→ **TRECHO FORNECIDO**
Em 2010, decidi que iria passar um tempo na terra dos cangurus, a Austrália, esse país que é bem pertinho daqui. Larguei tudo no Brasil para estudar dois anos lá, mas a parte que quero dividir com vocês é a segunda etapa, quando me mudei para a pequena cidade de Cairns, no norte do país, e diga-se de passagem o ponto mais próximo do Japão em Down Under (e que obviamente acabei dando um pulo lá, mas é assunto para um outro post). Vamos ao que interessa!
Depois de aproximadamente um ano morando em Melbourne, voltei ao Brasil para visitar minha então namorada, e hoje esposa, Julia. Também vim para ser padrinho de casamento de um casal de amigos. Nessa época, eu já havia decidido me mudar para Cairns quando voltasse para a Austrália após esse pequeno período de férias por aqui. Antes mesmo de voltar eu já tinha uma certeza: levar meu Karate gi para Cairns! Eu sabia que o Karate era bem importante nessa cidade, pois um grande amigo já havia comentado comigo. Sem nem piscar eu coloquei meu Karate gi na mala, já lotada de todo tipo de comida brasileira possível de ser transportada para o outro lado do mundo. Infelizmente acabou tendo espaço somente para o Karate gi mais leve, de kumite. Obviamente meu coração ficou quebrado em deixar meu Karate gi de kata para trás, porém, aquele mesmo amigo que comentou comigo sobre os treinos, foi o eleito para levar o meu Karate gi de kata para a Austrália quando ele voltasse das férias aqui Brasil. Eu só não avisei que era um pouco pesado, mas esse amigo já havia aprontado tanto comigo, que imaginei que seria divertido. (Obrigado, Verde. Espero que isso tenha te causado muito incômodo).
Agora, morando em Cairns e com meu Karate gi em mãos, fui fazer a primeira visita ao dojô do sensei Kazue Matsumoto. Eu estava um pouco apreensivo de ir até lá, pois não estava treinando há um bom tempo e voltaria a treinar justamente em outro País, em outro idioma e com um sensei japonês! Todo o nervosismo não foi suficiente para superar o que encontrei por lá assim que cheguei, fiquei impressionado como dojô e mais ainda com o sorriso aberto do sensei Matsumoto quando falei que era brasileiro e gostaria de voltar a treinar, pois sem exitar ou fazer qualquer outra pergunta ele disse: “Bem-vindo. Você pode começar a treinar hoje”.

→ **INFORMAÇÕES FORNECIDAS**
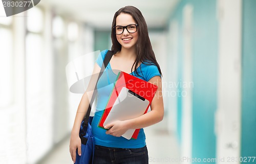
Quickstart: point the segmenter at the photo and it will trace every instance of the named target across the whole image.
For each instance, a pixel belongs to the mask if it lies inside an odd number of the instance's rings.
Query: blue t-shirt
[[[101,67],[107,52],[107,50],[103,51],[99,55],[96,62],[99,67]],[[135,74],[134,72],[130,74],[146,81],[148,81],[154,76],[161,76],[157,67],[154,64],[146,65],[142,63],[137,68],[137,71],[138,75]],[[115,137],[106,134],[106,130],[98,126],[113,90],[117,74],[117,72],[112,70],[110,63],[109,63],[97,85],[98,95],[96,99],[96,112],[92,123],[95,145],[119,148],[143,147],[146,145],[146,137],[143,129],[140,129],[136,139],[127,139],[122,136]]]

→ **LISTA DE TAREFAS**
(a) Duplique tudo o que está no trecho, desde "Em 2010, decidi" até "ao que interessa!".
(b) Responda com base no trecho, uma resposta por linha, com a mesma marcação de cada pergunta.
(i) Em que ano foi tomada a decisão de passar um tempo na Austrália?
(ii) Em qual cidade australiana a pessoa que escreve morou por cerca de um ano antes de voltar ao Brasil?
(iii) Qual é o nome do sensei do dojô visitado em Cairns?
O material é independente do trecho e não tem relação com ele.

→ **RESPOSTAS DADAS**
(a)
Em 2010, decidi que iria passar um tempo na terra dos cangurus, a Austrália, esse país que é bem pertinho daqui. Larguei tudo no Brasil para estudar dois anos lá, mas a parte que quero dividir com vocês é a segunda etapa, quando me mudei para a pequena cidade de Cairns, no norte do país, e diga-se de passagem o ponto mais próximo do Japão em Down Under (e que obviamente acabei dando um pulo lá, mas é assunto para um outro post). Vamos ao que interessa!

(b)
(i) Em 2010.
(ii) Em Melbourne.
(iii) Kazue Matsumoto.